Activity - Retype the records below exactly as they stand, but with no images.
──────── Supplied records ────────
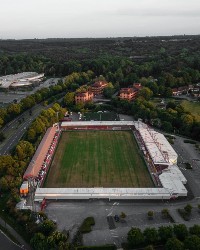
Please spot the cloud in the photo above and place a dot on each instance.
(158, 12)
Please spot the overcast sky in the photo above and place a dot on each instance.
(97, 18)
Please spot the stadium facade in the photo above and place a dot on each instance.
(160, 157)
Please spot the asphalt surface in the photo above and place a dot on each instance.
(14, 131)
(70, 214)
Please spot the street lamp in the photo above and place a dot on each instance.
(4, 219)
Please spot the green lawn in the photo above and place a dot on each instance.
(192, 107)
(98, 159)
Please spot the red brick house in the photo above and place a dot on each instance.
(98, 87)
(128, 94)
(84, 96)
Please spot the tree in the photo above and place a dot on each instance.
(165, 233)
(165, 213)
(150, 235)
(55, 240)
(68, 99)
(14, 109)
(150, 214)
(123, 215)
(192, 242)
(174, 244)
(180, 231)
(2, 136)
(188, 209)
(195, 230)
(135, 237)
(146, 93)
(150, 247)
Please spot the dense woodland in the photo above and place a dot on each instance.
(159, 63)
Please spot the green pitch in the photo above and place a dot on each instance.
(98, 159)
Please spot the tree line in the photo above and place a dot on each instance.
(177, 237)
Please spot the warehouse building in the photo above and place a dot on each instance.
(21, 80)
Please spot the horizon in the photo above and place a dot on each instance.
(96, 19)
(111, 37)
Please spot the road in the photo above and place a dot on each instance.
(14, 131)
(9, 97)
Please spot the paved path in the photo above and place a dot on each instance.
(6, 243)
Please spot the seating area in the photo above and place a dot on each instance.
(47, 160)
(41, 160)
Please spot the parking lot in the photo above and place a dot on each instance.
(70, 214)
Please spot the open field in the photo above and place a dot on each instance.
(192, 107)
(98, 159)
(101, 116)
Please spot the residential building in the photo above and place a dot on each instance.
(98, 87)
(84, 96)
(128, 94)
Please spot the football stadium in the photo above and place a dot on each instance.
(105, 160)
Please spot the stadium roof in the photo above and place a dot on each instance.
(97, 123)
(174, 185)
(159, 148)
(39, 156)
(6, 81)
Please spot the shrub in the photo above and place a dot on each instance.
(150, 214)
(106, 247)
(165, 213)
(123, 215)
(189, 141)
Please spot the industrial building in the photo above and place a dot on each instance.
(20, 80)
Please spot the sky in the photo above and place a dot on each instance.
(21, 19)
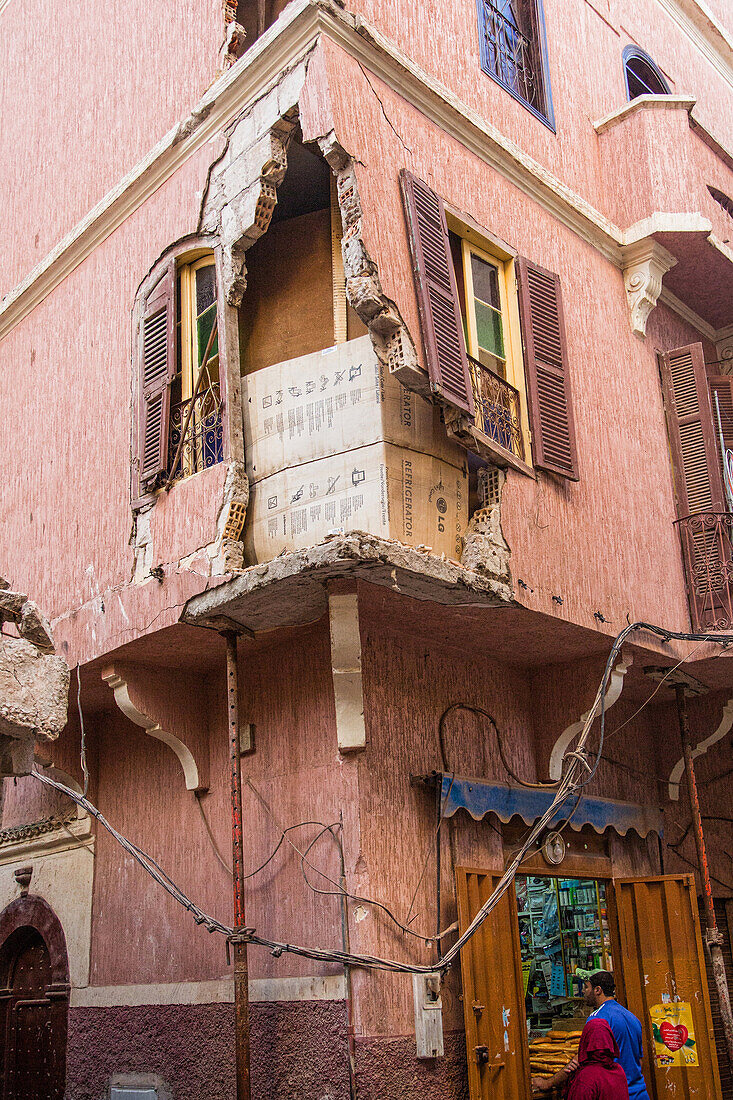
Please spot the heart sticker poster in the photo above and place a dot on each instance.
(674, 1035)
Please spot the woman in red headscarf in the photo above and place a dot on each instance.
(599, 1076)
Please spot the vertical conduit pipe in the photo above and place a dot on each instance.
(713, 937)
(239, 943)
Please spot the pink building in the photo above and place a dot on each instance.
(398, 342)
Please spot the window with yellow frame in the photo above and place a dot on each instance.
(487, 290)
(195, 440)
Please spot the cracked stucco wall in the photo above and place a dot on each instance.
(237, 208)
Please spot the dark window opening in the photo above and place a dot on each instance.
(256, 15)
(195, 436)
(722, 199)
(513, 52)
(295, 300)
(643, 77)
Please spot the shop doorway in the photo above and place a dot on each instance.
(34, 1001)
(564, 927)
(646, 930)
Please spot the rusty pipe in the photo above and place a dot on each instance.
(239, 943)
(713, 937)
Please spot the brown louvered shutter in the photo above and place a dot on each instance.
(546, 370)
(437, 294)
(692, 437)
(157, 369)
(721, 398)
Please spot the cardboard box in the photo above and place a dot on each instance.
(384, 490)
(331, 402)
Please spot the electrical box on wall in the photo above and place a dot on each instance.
(428, 1014)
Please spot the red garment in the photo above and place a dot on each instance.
(599, 1076)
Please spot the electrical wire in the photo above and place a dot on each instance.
(500, 745)
(84, 741)
(568, 784)
(339, 889)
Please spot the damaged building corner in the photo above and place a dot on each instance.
(33, 682)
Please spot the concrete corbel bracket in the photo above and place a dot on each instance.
(700, 749)
(130, 691)
(645, 263)
(570, 733)
(346, 668)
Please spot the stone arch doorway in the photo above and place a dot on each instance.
(34, 990)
────────
Answer below -
Please spot the cloud in the photo above and place a dot on each instance.
(158, 12)
Please spot the overcast sky in the photo above and place a dot on each instance.
(97, 18)
Please spot the stadium facade in the photo above and place a dot on each instance.
(160, 157)
Please spot the asphalt surface in the photo above and place a dot on each instance.
(14, 131)
(70, 214)
Please spot the street lamp in the photo above and place a dot on each instance.
(4, 219)
Please spot the green lawn in the photo above and place a dot on each instance.
(192, 107)
(98, 159)
Please spot the red brick house in the photo above and place a dot on each instance.
(98, 87)
(128, 94)
(84, 96)
Please spot the tree in the photo above and place a dot on each instance.
(165, 233)
(165, 213)
(150, 235)
(55, 240)
(68, 99)
(14, 109)
(150, 214)
(123, 215)
(192, 242)
(174, 244)
(180, 231)
(2, 136)
(188, 209)
(195, 230)
(135, 237)
(146, 93)
(150, 247)
Please spot the dense woodland in the photo above and place a dot on each instance.
(159, 63)
Please spot the green pitch in the photo above and place a dot on each instance.
(98, 159)
Please spot the tree line in the photo above and place a dot on each instance.
(177, 237)
Please spot the warehouse building in the photo above and place a dot on each instance.
(21, 80)
Please spot the horizon in the photo above and place a dot on each instance.
(96, 19)
(111, 37)
Please spot the road in the photo above and place a dot on each instance.
(14, 131)
(9, 97)
Please spot the paved path in the photo above and place a dot on each instance.
(6, 243)
Please spot the seating area in the photo above and place a dot on each instance.
(47, 160)
(41, 160)
Please spot the parking lot in the photo above and place a dot on each instance.
(70, 214)
Please spot the open field in the photo above and place a dot on each instance.
(192, 107)
(98, 159)
(101, 116)
Please spot the residential building in the photo above and place a dot on each instance.
(98, 87)
(84, 96)
(128, 94)
Please spot the football stadium in the photo above and place a dot on each instance.
(105, 160)
Please spot the stadium roof in the photo above and place a dot on each instance.
(97, 123)
(174, 185)
(159, 148)
(39, 156)
(6, 81)
Please spot the shrub in the photo above and place a dot on each instance.
(150, 214)
(106, 247)
(165, 213)
(123, 215)
(189, 141)
Please spot the industrial building in the photo above and place a dot on each instance.
(20, 80)
Please spot the sky in the photo above and place a dot on each instance.
(21, 19)
Please spot the heart sticker poster in the photo above and place a dot on each instance.
(674, 1035)
Please spot the woman in red headscarf in the photo above and place a dot on each instance.
(599, 1076)
Please spot the vertical conduit pipe in the photo above and place a dot on each instance.
(713, 937)
(239, 943)
Please spot the pink building in the photo above and place a dot on each instance.
(398, 342)
Please spot the window with yellow frame in the photo above and place a dot on each instance.
(487, 290)
(195, 440)
Please spot the cracked stucco wall in the photo above and place a dot on each instance.
(237, 208)
Please spot the dark window opening in the photo above and place a dot on each instance.
(256, 15)
(195, 436)
(722, 199)
(513, 52)
(295, 300)
(643, 77)
Please spot the shop doorway in the photo above and place a dot on each instance.
(34, 1001)
(564, 927)
(646, 930)
Please spot the rusty pipe in the photo above and place a dot on each instance.
(239, 943)
(713, 937)
Please spot the brown louvered shutter in the photo above and place a dot on each instance.
(546, 370)
(437, 294)
(692, 437)
(157, 369)
(721, 398)
Please spot the cardboard box in the photo above and place a dot on each instance.
(384, 490)
(331, 402)
Please spot the electrical box on wall in the photo above and place a dot on each instance.
(428, 1014)
Please spot the red garment in the photo above and place a dot on each instance.
(599, 1076)
Please spot the electrical wire in the photo above and place a dot on each instance.
(500, 745)
(84, 741)
(568, 784)
(339, 889)
Please spot the damaged building corner in the photo above and place a dot on each instance.
(33, 682)
Please spot the concrete corbel bracket in the photo above and place a dot on each instance.
(700, 749)
(130, 691)
(645, 263)
(570, 733)
(346, 668)
Please spot the stone arch doorway in the photo above and place a dot on each instance.
(34, 990)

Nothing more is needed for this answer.